■ **Source passage**:
═══

There is a well known association between obesity and endometrial cancer. We sought to examine the relationships between body mass index (BMI), as a measure of obesity, and known demographic, clinical, and molecular characteristics of microsatellite instability and MLH1 promoter methylation in a cohort of patients with endometrial cancer.


Corpus cancer specimens were prospectively obtained from 473 consecutively enrolled patients between 1992 and 2004. Clinical and pathologic data were extracted from review of the medical record. Microsatellite instability (MSI) was evaluated in all tumors, and methylation of the MLH1 promoter was determined for MSI positive tumors.

═══

■ **Information provided**:
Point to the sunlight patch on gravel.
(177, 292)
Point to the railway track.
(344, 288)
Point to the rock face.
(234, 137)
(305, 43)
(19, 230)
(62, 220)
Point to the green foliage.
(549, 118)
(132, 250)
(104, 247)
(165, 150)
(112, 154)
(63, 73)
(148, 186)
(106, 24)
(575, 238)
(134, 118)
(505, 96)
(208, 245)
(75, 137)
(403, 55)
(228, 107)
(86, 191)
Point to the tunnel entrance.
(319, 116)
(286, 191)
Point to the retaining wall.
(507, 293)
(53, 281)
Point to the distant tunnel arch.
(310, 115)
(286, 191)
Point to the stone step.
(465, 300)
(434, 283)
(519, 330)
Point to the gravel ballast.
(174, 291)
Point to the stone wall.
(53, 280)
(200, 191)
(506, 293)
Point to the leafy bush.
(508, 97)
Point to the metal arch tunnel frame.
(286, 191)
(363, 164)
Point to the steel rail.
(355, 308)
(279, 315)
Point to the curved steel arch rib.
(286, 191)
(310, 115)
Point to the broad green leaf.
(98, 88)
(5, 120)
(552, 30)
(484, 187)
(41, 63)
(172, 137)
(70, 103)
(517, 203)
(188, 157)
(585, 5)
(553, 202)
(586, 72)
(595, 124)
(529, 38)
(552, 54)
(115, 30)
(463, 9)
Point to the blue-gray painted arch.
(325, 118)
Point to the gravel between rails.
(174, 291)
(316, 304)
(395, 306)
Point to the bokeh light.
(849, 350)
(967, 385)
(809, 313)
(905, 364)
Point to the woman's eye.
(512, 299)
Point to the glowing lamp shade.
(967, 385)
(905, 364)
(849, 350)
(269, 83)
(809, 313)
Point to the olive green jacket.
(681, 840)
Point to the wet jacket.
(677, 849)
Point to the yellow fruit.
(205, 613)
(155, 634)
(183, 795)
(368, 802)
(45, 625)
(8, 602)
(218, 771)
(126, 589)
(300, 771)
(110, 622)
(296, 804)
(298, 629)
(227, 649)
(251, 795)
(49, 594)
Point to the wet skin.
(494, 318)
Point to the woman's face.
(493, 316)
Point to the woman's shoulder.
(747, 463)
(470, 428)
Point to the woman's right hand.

═══

■ **Task item**:
Please carry on with the passage on obesity and endometrial cancer, starting after its last sentence.

■ **Result of this task**:
The median (SD) age and BMI were 64.8 years (11.9) and 33.5 (9.4), respectively. Histology included 376 endometrioid (79%), 69 serous/clear cell or mixed (15%), and 28 sarcomas (6%). Median BMI was 32.4 for endometrioid, 31.0 for serous/clear cell or mixed, and 27.8 for sarcomas (p=0.14). BMI was negatively associated with age at surgery (p<0.01). The remainder of analyses excluded sarcoma histology. BMI was associated with stage of disease; patients with stage I/II disease had significantly higher BMI than those with stage III/IV disease (32.6 vs. 30.6; p=0.02). In relation to molecular features of endometrial cancer, BMI was significantly different between MSI positive tumors compared to MSI negative tumors (30.3 vs. 32.7; p=0.02). MSI was also significantly different between tumor histology, occurring with a higher frequency in Type I than Type II tumors (p<0.01).


The majority of endometrial cancer patients are obese. Those with higher BMI are more likely to be younger, present with early stage disease, and have MSI negative tumors.